=== Source ===
○ ○ ○ ○

[p. 10]

De l’unité de culture à l’union politique (mai 1957)a

1. Il suffit de s’éloigner de l’Europe dans n’importe quelle direction pour sentir la réalité de notre unité de culture. Aux USA déjà, en URSS sans hésiter, en Asie au-delà de tous les doutes possibles, les Français et les Grecs, les Anglais et les Suisses, les Suédois et les Castillans sont vus comme des Européens : il doit y avoir à cela quelque raison. Tout bien considéré, je n’en trouve pas de meilleure que cette fameuse communauté de culture qui échappe si facilement à nos définitions, mais si difficilement au regard des Autres. Vue de dehors, l’Europe est évidente. L’histoire que nous vivons la définit avec une précision qui ne pardonne pas : celle du ressentiment, de l’envie, voire de la haine, plus souvent je le crains, que celle de l’amour. Les Afro-Asiatiques et les Arabes savent trop bien ce qu’elle représente : l’entité qui seule les rassemble dans une hostilité sans doute ambivalente, mais commune. On me dira qu’il est bien « dangereux » d’écrire cela. Je réponds qu’il est plus dangereux de vouloir ignorer Bandung.

2. J’ai cru remarquer que ceux des Européens qui insistent avec le plus d’emphase sur la nature universelle de nos problèmes, et partant de là, dénient toute personnalité économique, sociale ou scientifique à l’Europe qu’il faudrait unir, sont bien souvent les mêmes qui, faisant demi-tour, déclarent qu’on ne peut unir notre vieux continent à cause des profondes différences qui séparent nos nations depuis des siècles. Il n’y aurait donc, à les en croire, pas de différences bien notables (dans le domaine de leur spécialité) entre l’Europe et le Congo ou le Cachemire, tandis qu’il y en aurait d’insurmontables entre les Britanniques et les Français, entre ceux-ci et les Allemands, etc.

○ ○ ○ ○

=== Données recueillies ===
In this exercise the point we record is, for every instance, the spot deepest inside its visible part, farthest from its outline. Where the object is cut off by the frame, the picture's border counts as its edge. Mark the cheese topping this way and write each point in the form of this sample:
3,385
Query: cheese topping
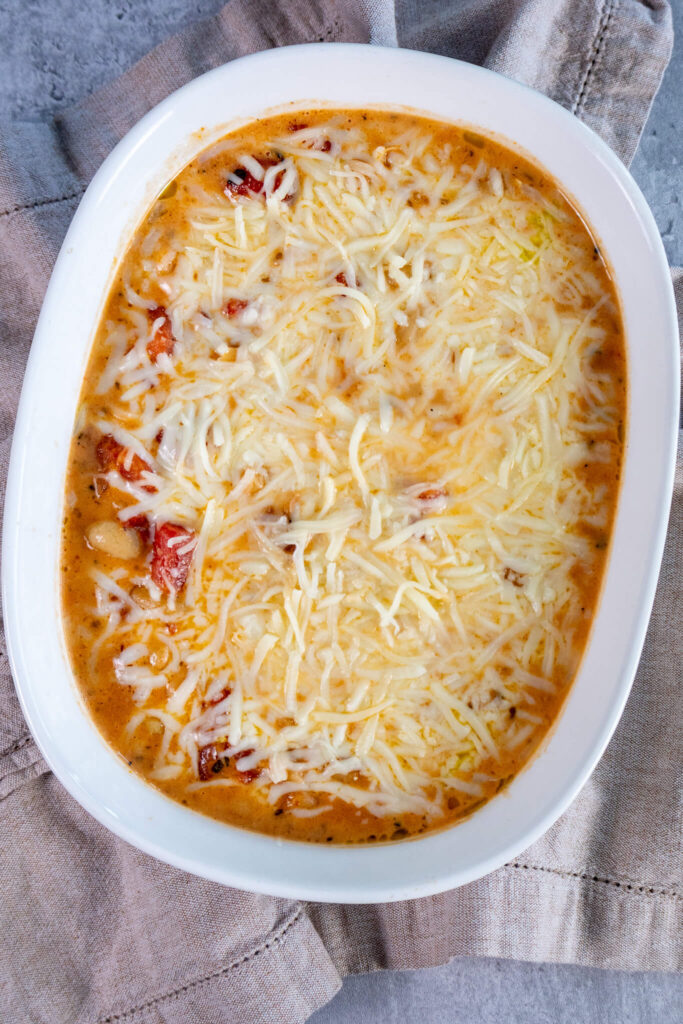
374,423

○ ○ ○ ○

=== Objectif ===
Reproduisez mot pour mot le passage du texte sur l'unité de culture européenne situé entre « 2. J’ai cru » et « les Allemands, etc. », ces deux bornes comprises. Les données n'ont aucun rôle ici.

=== Tâche accomplie ===
2. J’ai cru remarquer que ceux des Européens qui insistent avec le plus d’emphase sur la nature universelle de nos problèmes, et partant de là, dénient toute personnalité économique, sociale ou scientifique à l’Europe qu’il faudrait unir, sont bien souvent les mêmes qui, faisant demi-tour, déclarent qu’on ne peut unir notre vieux continent à cause des profondes différences qui séparent nos nations depuis des siècles. Il n’y aurait donc, à les en croire, pas de différences bien notables (dans le domaine de leur spécialité) entre l’Europe et le Congo ou le Cachemire, tandis qu’il y en aurait d’insurmontables entre les Britanniques et les Français, entre ceux-ci et les Allemands, etc.